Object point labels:
******************************

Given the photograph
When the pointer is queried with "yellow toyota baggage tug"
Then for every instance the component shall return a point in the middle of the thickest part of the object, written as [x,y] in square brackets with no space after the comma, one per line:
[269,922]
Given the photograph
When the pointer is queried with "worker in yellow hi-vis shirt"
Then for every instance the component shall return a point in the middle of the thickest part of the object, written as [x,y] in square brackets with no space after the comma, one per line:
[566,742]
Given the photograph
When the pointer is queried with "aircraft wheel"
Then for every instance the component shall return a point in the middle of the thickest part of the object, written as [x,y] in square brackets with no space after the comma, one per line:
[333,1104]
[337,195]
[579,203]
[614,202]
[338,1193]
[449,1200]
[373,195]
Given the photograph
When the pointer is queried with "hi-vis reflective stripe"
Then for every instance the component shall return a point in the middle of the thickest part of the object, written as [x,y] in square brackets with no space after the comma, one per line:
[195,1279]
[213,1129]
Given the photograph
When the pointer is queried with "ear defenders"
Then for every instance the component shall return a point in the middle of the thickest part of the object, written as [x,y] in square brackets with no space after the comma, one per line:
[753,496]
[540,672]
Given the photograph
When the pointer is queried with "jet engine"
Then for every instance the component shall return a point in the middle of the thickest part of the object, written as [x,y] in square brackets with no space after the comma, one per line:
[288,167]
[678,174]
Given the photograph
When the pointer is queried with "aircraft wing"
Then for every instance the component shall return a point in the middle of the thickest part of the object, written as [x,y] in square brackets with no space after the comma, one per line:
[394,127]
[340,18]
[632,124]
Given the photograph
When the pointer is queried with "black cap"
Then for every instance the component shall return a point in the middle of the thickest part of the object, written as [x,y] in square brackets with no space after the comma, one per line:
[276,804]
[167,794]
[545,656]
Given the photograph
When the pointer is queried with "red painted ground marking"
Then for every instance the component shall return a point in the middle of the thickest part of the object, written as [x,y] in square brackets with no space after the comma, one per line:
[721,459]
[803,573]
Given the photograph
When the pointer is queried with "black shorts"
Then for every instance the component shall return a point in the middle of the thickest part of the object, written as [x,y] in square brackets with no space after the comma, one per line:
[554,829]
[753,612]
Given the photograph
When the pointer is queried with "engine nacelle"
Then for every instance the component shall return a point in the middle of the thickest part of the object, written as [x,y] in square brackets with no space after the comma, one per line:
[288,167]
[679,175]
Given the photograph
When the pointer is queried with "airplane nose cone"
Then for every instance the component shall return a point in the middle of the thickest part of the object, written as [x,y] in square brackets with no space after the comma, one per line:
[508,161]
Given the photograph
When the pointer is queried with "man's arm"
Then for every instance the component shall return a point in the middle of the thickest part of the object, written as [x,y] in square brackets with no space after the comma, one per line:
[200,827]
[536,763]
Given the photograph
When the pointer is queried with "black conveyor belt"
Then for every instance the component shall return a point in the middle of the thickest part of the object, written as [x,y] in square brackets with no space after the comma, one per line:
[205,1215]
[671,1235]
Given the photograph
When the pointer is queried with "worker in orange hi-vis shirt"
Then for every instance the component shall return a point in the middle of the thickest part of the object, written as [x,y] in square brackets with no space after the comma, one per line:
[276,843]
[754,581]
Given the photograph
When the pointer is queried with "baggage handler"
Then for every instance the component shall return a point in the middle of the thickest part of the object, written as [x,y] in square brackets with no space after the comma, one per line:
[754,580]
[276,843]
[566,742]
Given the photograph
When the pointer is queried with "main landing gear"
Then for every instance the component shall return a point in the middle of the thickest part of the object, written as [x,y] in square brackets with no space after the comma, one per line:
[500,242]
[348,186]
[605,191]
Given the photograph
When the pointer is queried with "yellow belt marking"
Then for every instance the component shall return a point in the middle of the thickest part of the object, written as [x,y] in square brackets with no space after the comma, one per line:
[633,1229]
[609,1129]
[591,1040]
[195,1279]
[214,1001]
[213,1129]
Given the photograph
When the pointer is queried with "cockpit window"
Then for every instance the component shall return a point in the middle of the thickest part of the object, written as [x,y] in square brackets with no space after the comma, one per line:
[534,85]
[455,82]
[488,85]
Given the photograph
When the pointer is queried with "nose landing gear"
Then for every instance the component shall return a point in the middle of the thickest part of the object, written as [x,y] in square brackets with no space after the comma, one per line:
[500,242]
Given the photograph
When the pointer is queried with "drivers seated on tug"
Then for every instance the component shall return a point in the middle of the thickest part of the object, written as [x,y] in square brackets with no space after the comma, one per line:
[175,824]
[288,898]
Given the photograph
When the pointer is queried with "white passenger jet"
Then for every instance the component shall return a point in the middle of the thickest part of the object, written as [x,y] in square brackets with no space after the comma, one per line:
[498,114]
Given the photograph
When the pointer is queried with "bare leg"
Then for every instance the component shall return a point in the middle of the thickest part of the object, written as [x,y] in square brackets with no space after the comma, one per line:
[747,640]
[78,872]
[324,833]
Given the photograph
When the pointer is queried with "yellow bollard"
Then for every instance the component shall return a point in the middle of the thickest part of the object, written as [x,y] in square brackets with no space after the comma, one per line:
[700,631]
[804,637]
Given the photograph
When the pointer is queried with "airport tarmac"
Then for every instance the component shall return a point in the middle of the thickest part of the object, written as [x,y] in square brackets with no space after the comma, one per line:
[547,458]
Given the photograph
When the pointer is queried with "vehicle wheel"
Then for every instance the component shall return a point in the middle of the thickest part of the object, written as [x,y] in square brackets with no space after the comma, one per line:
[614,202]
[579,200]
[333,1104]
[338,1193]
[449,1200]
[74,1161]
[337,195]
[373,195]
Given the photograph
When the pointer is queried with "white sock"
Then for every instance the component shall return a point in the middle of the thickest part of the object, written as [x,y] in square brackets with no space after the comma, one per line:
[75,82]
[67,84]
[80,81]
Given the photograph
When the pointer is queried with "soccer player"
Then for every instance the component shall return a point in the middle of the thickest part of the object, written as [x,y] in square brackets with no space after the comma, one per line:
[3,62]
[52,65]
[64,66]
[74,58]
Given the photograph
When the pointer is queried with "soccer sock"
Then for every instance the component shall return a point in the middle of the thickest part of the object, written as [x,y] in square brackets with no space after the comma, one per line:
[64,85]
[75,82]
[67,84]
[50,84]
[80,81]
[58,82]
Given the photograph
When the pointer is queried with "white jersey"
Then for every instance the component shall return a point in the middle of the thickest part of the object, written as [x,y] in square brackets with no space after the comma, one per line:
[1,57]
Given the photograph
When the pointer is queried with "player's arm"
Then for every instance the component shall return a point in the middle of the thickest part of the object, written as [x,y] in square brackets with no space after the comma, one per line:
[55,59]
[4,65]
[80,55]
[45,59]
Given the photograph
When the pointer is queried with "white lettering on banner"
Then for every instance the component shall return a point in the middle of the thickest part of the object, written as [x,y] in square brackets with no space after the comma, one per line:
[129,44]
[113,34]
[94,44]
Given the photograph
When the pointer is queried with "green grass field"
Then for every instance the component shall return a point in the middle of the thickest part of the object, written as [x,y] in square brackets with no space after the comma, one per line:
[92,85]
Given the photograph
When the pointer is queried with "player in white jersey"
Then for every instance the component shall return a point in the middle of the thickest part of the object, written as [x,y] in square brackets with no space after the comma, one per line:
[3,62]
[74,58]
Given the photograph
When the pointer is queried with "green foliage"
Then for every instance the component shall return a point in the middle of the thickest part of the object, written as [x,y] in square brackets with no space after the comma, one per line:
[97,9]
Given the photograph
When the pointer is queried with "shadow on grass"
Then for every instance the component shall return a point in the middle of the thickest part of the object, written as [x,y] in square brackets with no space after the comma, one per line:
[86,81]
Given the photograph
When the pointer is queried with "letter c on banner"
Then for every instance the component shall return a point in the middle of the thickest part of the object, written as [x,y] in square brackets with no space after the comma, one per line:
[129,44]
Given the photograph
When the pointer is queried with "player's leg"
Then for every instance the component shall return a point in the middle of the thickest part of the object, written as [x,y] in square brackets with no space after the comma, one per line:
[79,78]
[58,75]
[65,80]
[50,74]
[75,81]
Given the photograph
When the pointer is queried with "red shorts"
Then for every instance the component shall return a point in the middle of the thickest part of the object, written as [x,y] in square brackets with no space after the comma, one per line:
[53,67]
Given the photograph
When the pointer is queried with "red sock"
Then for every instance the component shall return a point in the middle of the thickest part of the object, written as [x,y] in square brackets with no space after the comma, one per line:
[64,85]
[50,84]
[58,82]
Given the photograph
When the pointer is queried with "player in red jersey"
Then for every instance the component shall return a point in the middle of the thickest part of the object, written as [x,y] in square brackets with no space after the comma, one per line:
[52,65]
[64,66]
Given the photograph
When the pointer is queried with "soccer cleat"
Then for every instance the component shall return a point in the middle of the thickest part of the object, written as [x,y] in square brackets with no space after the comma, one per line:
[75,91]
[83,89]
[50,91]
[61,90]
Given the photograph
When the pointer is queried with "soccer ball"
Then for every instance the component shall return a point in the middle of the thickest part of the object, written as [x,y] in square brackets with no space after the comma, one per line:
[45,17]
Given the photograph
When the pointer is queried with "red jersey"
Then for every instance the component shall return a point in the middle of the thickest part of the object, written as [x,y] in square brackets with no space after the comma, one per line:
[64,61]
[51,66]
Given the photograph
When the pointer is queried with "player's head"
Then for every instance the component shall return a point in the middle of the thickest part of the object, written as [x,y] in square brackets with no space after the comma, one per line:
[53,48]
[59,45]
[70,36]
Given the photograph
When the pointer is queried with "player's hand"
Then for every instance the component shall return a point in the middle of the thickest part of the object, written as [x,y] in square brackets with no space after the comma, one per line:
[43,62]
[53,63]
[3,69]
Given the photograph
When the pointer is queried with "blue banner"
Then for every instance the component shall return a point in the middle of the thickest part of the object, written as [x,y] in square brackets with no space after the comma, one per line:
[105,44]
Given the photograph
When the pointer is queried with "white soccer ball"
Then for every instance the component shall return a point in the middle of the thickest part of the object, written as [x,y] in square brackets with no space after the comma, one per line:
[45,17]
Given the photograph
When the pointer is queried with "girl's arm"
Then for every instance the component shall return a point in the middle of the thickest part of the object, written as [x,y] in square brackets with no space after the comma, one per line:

******************************

== TASK BRIEF ==
Return every line of the records that contains the word "green", copied in full.

== REPLY ==
When the pointer is queried with "green grass field"
When the pointer is queried with "green foliage"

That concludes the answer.